_Request_. Format every line in the rows below as a numbered list, skipping blank lines and leaving out the pictures.

_Extracted material_.
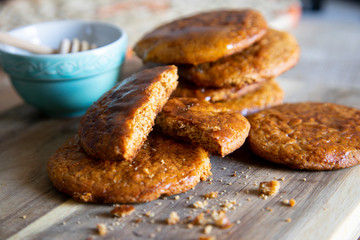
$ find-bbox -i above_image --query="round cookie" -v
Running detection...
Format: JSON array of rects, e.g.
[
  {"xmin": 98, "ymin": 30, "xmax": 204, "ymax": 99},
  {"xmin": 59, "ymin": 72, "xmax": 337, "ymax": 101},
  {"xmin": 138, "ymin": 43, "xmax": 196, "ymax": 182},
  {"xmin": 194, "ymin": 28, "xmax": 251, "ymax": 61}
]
[
  {"xmin": 179, "ymin": 29, "xmax": 300, "ymax": 87},
  {"xmin": 134, "ymin": 9, "xmax": 267, "ymax": 65},
  {"xmin": 48, "ymin": 132, "xmax": 211, "ymax": 203},
  {"xmin": 170, "ymin": 80, "xmax": 261, "ymax": 102},
  {"xmin": 248, "ymin": 102, "xmax": 360, "ymax": 170},
  {"xmin": 214, "ymin": 79, "xmax": 284, "ymax": 116}
]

_Response to the task_.
1. $ find-bbox -i above_image --query="round cookie" -v
2. Running detection...
3. Format: JSON array of rects, e.g.
4. [
5.   {"xmin": 98, "ymin": 30, "xmax": 204, "ymax": 99},
6.   {"xmin": 59, "ymin": 72, "xmax": 337, "ymax": 101},
7.   {"xmin": 138, "ymin": 43, "xmax": 196, "ymax": 182},
8.   {"xmin": 194, "ymin": 28, "xmax": 251, "ymax": 61}
9. ]
10. [
11.   {"xmin": 179, "ymin": 29, "xmax": 300, "ymax": 87},
12.   {"xmin": 134, "ymin": 9, "xmax": 267, "ymax": 65},
13.   {"xmin": 48, "ymin": 132, "xmax": 211, "ymax": 203},
14.   {"xmin": 170, "ymin": 80, "xmax": 261, "ymax": 102},
15.   {"xmin": 248, "ymin": 102, "xmax": 360, "ymax": 170},
16.   {"xmin": 214, "ymin": 79, "xmax": 284, "ymax": 116}
17. ]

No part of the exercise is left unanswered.